On Dec 19 08:51, Bruno Haible wrote:
> Corinna Vinschen wrote in
> <https://lists.gnu.org/archive/html/grep-devel/2018-12/msg00039.html>:
> > it would be
> > pretty nice if that code could get reverted back in to support
> > non-BMP charsets even on Cygwin.
> 
> I agree that support for beyond-BMP characters should be added back to 'grep'.
> 
> Your earlier fix from 2013-08-16 (and the fact that the test failure is
> occurring exactly on Windows and AIX platforms) shows that the problem is
> with wchar_t being only 16-bit wide on these platforms.
> 
> The type 'char32_t' has been introduced in C11 to overcome this limitation.[1]
> 
> I propose to
> 
>   1) introduce in gnulib support for <uchar.h>, char32_t, and mbrtoc32, so
>      that we can use these instead of <wchar.h>, wchar_t, and mbrtowc
>      portably,
> 
>   2) change those gnulib modules that don't behave well with beyond-BMP
>      characters on Windows and AIX to use char32_t instead of wchar_t.
> 
> Then the 'grep' code can be changed in a similar way, and this will
> fix the bug on Cygwin and AIX (though not on native Windows [2]).
> 
> The advantage of this approach are minimal code changes in 'grep': just
> change some type and function names here and there, and add code for
> the additional (size_t)(-3) return value of mbrtoc32.

REQUESTS |
[a] Answer these from the message about grep, one line each:
(i) On which platforms is wchar_t said to be only 16 bits wide?
(ii) In which C standard was char32_t introduced?
(iii) Which extra return value of mbrtoc32 would need added code in grep?
[b] In the message about grep, shorten the paragraph beginning "Your earlier fix from 2013-08-16" to a single sentence that keeps its main facts.

RECORDED INFORMATION |
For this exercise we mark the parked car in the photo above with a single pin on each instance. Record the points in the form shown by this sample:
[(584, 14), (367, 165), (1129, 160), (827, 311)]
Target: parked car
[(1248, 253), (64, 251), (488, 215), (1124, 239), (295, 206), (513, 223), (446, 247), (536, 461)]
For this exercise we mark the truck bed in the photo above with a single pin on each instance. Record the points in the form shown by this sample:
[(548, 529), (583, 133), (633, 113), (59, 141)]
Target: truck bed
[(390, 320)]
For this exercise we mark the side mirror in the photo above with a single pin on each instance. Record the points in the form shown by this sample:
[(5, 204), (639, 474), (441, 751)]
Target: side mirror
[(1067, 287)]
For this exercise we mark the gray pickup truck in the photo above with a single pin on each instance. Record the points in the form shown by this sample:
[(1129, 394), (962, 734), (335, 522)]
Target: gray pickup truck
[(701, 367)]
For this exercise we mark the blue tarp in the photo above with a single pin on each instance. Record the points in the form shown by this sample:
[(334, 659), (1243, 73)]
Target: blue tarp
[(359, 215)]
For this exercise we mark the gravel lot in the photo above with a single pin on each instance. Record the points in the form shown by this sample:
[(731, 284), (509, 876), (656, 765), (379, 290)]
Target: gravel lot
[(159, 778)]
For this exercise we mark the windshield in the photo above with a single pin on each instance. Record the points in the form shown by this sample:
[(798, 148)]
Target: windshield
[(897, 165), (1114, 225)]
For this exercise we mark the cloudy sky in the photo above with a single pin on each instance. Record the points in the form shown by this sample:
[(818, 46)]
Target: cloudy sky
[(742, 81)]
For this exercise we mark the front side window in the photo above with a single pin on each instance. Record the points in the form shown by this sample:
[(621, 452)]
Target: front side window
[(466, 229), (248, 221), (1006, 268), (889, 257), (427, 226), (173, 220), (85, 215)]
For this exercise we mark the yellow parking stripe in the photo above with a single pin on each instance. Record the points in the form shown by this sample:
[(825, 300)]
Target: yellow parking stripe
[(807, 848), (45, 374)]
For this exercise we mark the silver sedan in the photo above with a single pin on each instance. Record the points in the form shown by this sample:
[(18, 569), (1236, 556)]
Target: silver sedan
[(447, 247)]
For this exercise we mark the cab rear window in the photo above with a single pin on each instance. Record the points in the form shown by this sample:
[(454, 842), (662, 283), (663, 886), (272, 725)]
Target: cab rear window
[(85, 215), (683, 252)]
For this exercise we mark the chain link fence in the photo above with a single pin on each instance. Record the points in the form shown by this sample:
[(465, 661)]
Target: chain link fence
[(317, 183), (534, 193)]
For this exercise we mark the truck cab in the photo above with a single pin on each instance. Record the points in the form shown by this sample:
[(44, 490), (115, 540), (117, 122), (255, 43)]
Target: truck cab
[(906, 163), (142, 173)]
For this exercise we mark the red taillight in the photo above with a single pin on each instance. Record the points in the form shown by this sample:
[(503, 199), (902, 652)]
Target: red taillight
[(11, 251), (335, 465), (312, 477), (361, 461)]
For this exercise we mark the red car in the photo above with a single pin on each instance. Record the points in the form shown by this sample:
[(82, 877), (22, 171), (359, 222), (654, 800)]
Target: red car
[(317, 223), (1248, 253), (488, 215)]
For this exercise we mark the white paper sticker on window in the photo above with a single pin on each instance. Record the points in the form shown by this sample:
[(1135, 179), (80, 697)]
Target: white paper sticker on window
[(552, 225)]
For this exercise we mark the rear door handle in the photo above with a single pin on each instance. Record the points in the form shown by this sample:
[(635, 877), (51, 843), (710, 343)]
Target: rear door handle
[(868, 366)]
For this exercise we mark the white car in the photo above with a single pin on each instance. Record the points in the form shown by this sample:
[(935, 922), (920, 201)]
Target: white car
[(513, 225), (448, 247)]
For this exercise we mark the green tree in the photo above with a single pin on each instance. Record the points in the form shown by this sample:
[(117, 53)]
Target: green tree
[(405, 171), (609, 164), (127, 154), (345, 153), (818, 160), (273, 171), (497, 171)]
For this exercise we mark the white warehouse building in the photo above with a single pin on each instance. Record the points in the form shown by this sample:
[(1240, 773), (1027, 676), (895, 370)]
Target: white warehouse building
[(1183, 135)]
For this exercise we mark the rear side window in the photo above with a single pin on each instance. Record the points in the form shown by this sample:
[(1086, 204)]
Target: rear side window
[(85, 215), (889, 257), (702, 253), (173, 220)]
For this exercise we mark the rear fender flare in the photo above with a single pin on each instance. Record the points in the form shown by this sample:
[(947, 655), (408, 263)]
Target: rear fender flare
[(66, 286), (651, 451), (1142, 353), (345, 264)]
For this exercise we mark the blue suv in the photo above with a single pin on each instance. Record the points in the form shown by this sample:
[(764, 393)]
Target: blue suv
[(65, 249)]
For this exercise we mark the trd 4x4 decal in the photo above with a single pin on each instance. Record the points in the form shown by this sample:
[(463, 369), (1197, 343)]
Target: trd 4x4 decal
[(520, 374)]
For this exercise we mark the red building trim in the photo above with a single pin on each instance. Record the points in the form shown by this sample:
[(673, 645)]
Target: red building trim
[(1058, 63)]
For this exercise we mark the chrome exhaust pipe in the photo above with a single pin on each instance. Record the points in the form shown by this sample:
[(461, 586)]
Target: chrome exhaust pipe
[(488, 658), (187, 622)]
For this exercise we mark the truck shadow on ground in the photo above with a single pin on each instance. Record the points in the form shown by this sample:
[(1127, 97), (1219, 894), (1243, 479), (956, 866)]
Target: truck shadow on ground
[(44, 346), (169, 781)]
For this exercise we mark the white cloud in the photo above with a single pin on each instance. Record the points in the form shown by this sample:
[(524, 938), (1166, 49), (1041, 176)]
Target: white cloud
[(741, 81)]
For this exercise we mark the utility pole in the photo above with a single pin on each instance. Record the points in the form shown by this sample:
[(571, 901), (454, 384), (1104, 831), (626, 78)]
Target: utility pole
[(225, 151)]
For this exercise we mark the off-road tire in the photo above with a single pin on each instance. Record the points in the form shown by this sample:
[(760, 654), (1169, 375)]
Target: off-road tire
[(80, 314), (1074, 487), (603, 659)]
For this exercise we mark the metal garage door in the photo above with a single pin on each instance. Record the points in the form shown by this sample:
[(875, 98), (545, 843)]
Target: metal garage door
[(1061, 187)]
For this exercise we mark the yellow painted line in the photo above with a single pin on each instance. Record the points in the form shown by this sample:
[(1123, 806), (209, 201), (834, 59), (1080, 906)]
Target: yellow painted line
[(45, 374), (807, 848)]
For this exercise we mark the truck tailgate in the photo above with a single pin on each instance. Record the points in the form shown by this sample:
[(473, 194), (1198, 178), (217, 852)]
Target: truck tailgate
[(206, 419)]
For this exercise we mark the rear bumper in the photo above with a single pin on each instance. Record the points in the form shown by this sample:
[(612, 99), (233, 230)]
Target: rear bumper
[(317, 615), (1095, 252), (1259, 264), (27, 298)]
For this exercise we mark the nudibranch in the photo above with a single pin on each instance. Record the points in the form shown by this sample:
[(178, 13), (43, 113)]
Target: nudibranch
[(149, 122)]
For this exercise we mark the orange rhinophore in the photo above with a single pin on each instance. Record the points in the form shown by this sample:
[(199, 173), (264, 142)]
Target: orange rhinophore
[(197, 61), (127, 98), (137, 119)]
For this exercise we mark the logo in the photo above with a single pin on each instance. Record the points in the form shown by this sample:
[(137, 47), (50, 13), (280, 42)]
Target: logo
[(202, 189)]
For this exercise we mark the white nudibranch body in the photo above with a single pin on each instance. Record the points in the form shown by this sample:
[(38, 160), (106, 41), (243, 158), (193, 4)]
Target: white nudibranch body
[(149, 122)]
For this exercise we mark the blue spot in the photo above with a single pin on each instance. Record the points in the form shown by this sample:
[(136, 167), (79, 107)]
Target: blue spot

OUTPUTS BY TASK |
[a]
(i) Windows and AIX
(ii) C11
(iii) (size_t)(-3)

[b] The 2013-08-16 fix, along with the test failure occurring exactly on Windows and AIX, shows that the problem is wchar_t being only 16 bits wide on those platforms.